_Exercise instructions:_ Return only the lines from the top of the data down to the one that holds "target | white cloud layer", both included, without any pictures.

_Information provided:_
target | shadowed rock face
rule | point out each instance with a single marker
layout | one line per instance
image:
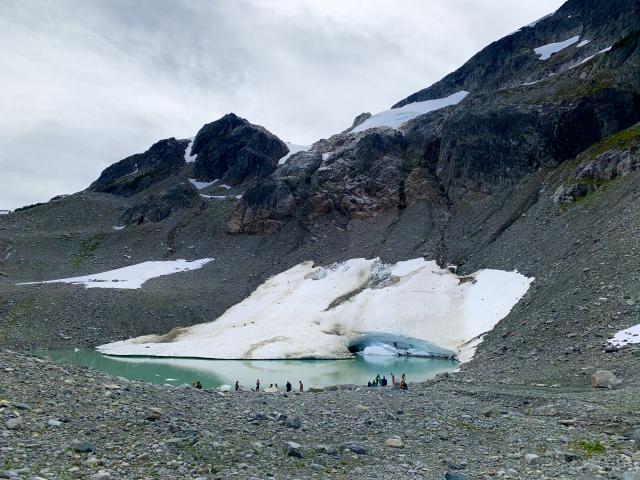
(138, 172)
(233, 150)
(511, 60)
(157, 207)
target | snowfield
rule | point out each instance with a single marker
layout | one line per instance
(319, 312)
(293, 149)
(545, 51)
(626, 337)
(397, 116)
(131, 277)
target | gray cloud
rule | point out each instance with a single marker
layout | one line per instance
(87, 82)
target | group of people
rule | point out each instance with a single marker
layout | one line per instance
(383, 382)
(288, 387)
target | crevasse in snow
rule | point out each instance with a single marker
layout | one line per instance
(545, 51)
(397, 116)
(319, 312)
(131, 277)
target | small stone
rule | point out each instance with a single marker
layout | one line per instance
(101, 475)
(394, 442)
(605, 379)
(293, 449)
(154, 414)
(454, 476)
(14, 423)
(531, 459)
(82, 446)
(355, 447)
(293, 422)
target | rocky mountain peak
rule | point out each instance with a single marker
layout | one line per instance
(234, 151)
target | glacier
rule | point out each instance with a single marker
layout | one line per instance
(322, 312)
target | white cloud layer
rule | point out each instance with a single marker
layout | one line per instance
(85, 83)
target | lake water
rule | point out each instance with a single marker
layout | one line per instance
(213, 373)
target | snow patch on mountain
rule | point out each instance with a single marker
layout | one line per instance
(131, 277)
(397, 116)
(545, 51)
(626, 337)
(293, 149)
(187, 153)
(320, 312)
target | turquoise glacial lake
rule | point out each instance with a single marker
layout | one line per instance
(213, 373)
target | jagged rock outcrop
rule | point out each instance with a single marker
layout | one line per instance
(157, 207)
(615, 157)
(511, 61)
(138, 172)
(235, 151)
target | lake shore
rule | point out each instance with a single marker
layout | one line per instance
(63, 421)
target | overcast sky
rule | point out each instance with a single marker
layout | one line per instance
(84, 83)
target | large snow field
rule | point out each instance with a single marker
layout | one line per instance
(545, 51)
(293, 149)
(626, 337)
(397, 116)
(318, 312)
(131, 277)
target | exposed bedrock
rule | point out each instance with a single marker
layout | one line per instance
(234, 151)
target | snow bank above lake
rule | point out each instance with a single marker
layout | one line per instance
(131, 277)
(545, 51)
(397, 116)
(318, 312)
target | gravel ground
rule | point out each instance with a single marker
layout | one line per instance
(68, 422)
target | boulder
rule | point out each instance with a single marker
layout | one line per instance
(293, 449)
(605, 379)
(394, 442)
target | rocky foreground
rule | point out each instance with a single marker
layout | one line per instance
(68, 422)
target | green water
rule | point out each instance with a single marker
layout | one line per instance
(213, 373)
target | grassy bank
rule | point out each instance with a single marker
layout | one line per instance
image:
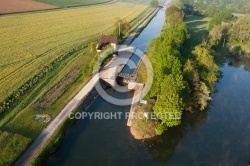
(70, 76)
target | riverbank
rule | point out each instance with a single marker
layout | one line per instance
(39, 146)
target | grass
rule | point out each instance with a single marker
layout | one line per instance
(28, 45)
(198, 29)
(31, 41)
(67, 3)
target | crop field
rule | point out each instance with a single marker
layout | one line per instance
(69, 3)
(31, 41)
(12, 6)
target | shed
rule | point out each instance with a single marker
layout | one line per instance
(106, 40)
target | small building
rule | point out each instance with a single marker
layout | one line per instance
(107, 40)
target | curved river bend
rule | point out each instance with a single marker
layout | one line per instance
(218, 136)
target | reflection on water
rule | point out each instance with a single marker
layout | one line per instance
(218, 136)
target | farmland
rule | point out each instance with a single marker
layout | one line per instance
(67, 3)
(53, 42)
(12, 6)
(31, 41)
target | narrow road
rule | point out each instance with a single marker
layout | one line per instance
(35, 148)
(145, 22)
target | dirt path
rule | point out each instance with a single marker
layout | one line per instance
(46, 134)
(20, 6)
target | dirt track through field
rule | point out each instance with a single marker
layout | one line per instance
(13, 6)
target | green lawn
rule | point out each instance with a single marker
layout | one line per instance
(70, 3)
(198, 29)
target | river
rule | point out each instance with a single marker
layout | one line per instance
(218, 136)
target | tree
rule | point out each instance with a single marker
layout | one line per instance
(226, 14)
(241, 30)
(211, 10)
(215, 35)
(175, 19)
(122, 27)
(171, 10)
(92, 47)
(216, 20)
(154, 3)
(203, 96)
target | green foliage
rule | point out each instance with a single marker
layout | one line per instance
(92, 47)
(240, 31)
(160, 128)
(216, 20)
(174, 16)
(226, 15)
(237, 6)
(66, 3)
(216, 35)
(211, 10)
(154, 3)
(11, 145)
(122, 28)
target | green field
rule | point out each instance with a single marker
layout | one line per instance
(198, 29)
(69, 3)
(29, 42)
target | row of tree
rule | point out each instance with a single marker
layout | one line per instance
(180, 82)
(236, 6)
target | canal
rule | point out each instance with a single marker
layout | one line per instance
(218, 136)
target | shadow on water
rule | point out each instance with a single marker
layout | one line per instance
(162, 148)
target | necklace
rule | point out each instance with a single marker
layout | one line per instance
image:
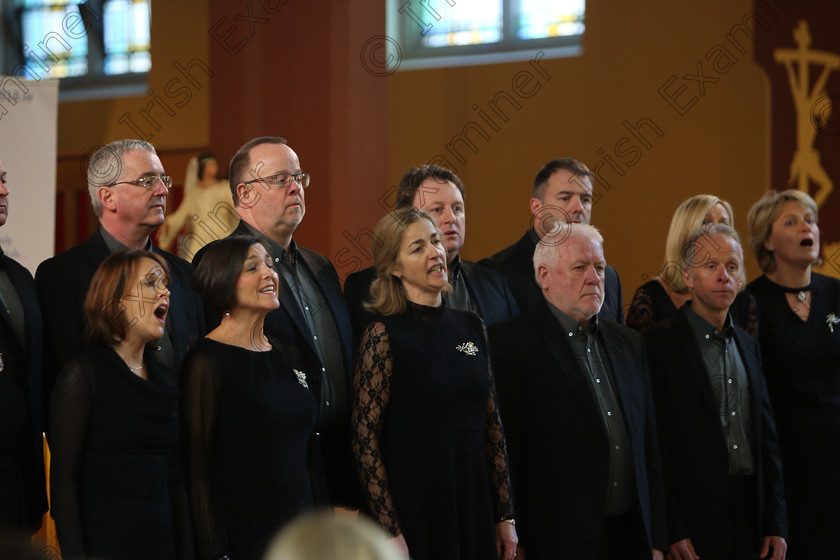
(801, 293)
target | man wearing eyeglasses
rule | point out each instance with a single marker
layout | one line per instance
(267, 186)
(128, 189)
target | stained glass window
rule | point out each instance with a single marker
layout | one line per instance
(450, 28)
(61, 38)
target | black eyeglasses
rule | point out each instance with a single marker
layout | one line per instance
(283, 180)
(149, 182)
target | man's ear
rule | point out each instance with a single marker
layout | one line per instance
(542, 274)
(107, 198)
(248, 196)
(688, 277)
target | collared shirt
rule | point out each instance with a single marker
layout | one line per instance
(313, 306)
(12, 304)
(587, 347)
(730, 386)
(164, 350)
(459, 297)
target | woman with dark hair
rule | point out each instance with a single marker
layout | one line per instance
(247, 412)
(428, 437)
(114, 420)
(799, 326)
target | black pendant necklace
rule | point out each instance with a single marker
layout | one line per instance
(801, 293)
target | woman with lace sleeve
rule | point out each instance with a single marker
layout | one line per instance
(115, 421)
(660, 298)
(427, 433)
(247, 413)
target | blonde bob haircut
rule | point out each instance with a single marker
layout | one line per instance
(327, 536)
(387, 292)
(688, 216)
(761, 218)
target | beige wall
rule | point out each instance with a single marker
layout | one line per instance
(179, 35)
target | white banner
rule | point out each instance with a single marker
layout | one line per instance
(28, 135)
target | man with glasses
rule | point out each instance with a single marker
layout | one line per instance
(128, 189)
(267, 186)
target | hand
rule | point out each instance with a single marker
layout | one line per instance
(399, 540)
(683, 550)
(778, 545)
(506, 540)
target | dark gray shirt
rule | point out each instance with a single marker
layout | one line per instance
(459, 297)
(12, 304)
(730, 386)
(335, 396)
(163, 350)
(587, 348)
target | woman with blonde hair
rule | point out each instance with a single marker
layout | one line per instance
(427, 433)
(327, 536)
(660, 298)
(798, 313)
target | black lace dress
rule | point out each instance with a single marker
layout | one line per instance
(802, 367)
(651, 303)
(246, 420)
(112, 435)
(428, 435)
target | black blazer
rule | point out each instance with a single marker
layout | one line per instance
(63, 283)
(694, 454)
(288, 324)
(516, 264)
(486, 287)
(557, 443)
(21, 419)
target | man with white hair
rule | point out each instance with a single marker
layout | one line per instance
(578, 414)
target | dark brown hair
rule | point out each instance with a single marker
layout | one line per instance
(217, 272)
(104, 310)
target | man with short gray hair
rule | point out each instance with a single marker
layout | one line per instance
(578, 414)
(128, 188)
(720, 455)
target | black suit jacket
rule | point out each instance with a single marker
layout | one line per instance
(486, 287)
(557, 442)
(516, 264)
(694, 454)
(21, 420)
(288, 324)
(63, 283)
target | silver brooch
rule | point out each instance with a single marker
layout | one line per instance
(467, 348)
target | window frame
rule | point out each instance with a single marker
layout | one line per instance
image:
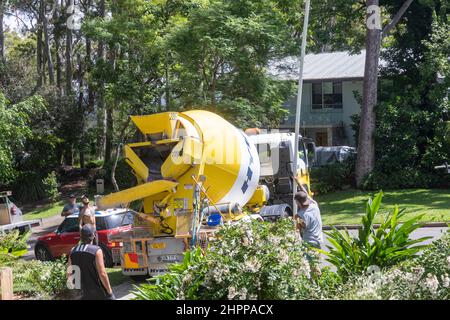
(339, 105)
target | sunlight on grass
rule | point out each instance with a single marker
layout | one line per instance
(347, 207)
(46, 211)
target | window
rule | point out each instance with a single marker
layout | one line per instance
(69, 225)
(121, 219)
(327, 95)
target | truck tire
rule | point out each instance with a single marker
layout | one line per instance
(107, 256)
(275, 212)
(42, 253)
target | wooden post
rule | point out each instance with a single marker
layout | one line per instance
(6, 284)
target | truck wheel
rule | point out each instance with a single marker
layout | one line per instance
(140, 278)
(275, 212)
(42, 253)
(107, 257)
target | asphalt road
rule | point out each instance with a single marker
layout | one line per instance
(122, 291)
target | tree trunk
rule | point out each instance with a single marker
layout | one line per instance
(366, 144)
(109, 133)
(118, 151)
(69, 57)
(57, 37)
(81, 110)
(2, 34)
(48, 54)
(365, 161)
(68, 155)
(101, 111)
(90, 107)
(39, 55)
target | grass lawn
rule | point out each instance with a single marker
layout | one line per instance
(347, 207)
(46, 211)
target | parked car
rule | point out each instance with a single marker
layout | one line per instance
(61, 241)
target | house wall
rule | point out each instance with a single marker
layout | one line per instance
(319, 120)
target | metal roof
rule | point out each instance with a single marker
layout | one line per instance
(322, 66)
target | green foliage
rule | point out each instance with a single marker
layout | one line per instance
(13, 242)
(423, 278)
(39, 279)
(14, 130)
(412, 130)
(32, 186)
(50, 185)
(332, 177)
(383, 247)
(249, 260)
(219, 55)
(179, 278)
(124, 177)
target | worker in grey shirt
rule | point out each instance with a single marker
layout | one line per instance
(71, 208)
(311, 221)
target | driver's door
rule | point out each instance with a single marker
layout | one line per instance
(68, 235)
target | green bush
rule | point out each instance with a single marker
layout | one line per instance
(43, 280)
(50, 185)
(33, 186)
(170, 285)
(332, 177)
(254, 260)
(124, 176)
(13, 242)
(425, 277)
(384, 247)
(404, 179)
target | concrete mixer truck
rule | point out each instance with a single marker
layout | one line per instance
(196, 171)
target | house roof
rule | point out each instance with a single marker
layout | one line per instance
(322, 66)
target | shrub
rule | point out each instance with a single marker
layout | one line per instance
(13, 242)
(124, 176)
(43, 280)
(50, 185)
(385, 247)
(425, 277)
(32, 186)
(248, 260)
(183, 280)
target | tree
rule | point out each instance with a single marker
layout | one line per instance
(220, 57)
(374, 35)
(14, 131)
(2, 33)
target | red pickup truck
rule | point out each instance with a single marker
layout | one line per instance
(61, 241)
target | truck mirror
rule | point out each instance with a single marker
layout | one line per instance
(311, 149)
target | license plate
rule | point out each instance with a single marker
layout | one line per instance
(158, 245)
(168, 258)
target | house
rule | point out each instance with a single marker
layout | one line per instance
(328, 100)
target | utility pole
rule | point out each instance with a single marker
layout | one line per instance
(299, 100)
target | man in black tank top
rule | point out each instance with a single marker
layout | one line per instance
(89, 259)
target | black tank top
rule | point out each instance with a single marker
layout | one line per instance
(83, 256)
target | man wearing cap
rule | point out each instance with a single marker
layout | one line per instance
(89, 259)
(71, 208)
(309, 213)
(87, 216)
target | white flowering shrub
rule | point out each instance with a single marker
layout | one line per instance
(425, 277)
(257, 261)
(249, 260)
(42, 280)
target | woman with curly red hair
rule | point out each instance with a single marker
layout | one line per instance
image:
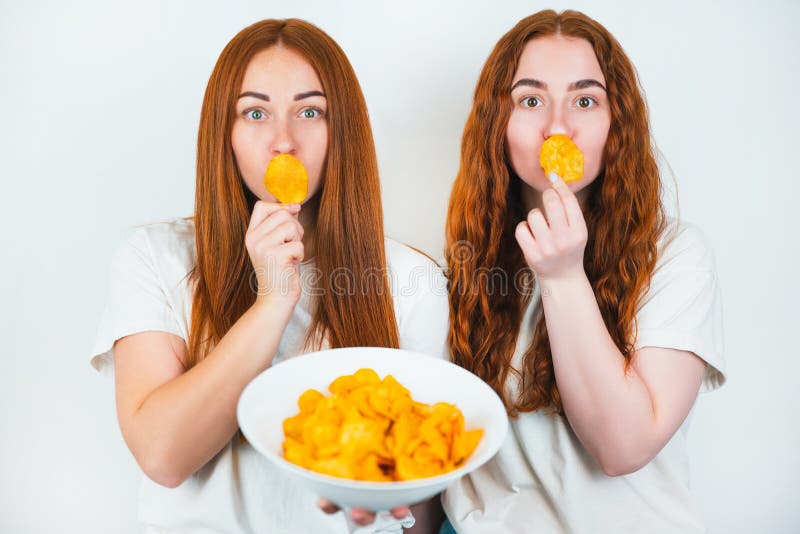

_Finished task:_
target | shadowed rock face
rule | point out each instance with a single marker
layout | one line per instance
image:
(138, 172)
(233, 150)
(511, 60)
(157, 207)
target | snowfield
rule | point out each instance with a single marker
layout | one line per instance
(319, 312)
(293, 149)
(545, 51)
(626, 337)
(397, 116)
(131, 277)
target | gray cloud
rule | point out each instance with a single marker
layout | one line per instance
(87, 82)
target | group of people
rule | point out each instance with a single marker
layout | one line per instance
(383, 382)
(288, 387)
target | crevasse in snow
rule | point out each instance with a single marker
layout | one line per instance
(545, 51)
(397, 116)
(319, 312)
(131, 277)
target | small stone
rule | point out each instance with a single marker
layout | one line per instance
(101, 475)
(394, 442)
(605, 379)
(293, 449)
(154, 414)
(454, 476)
(14, 423)
(531, 459)
(82, 446)
(355, 447)
(293, 422)
target | rocky mountain peak
rule | point out each instance with a single marker
layout | one line per instance
(234, 151)
target | glacier
rule | point out each instance with a single marker
layout | one line per instance
(322, 312)
target | white cloud layer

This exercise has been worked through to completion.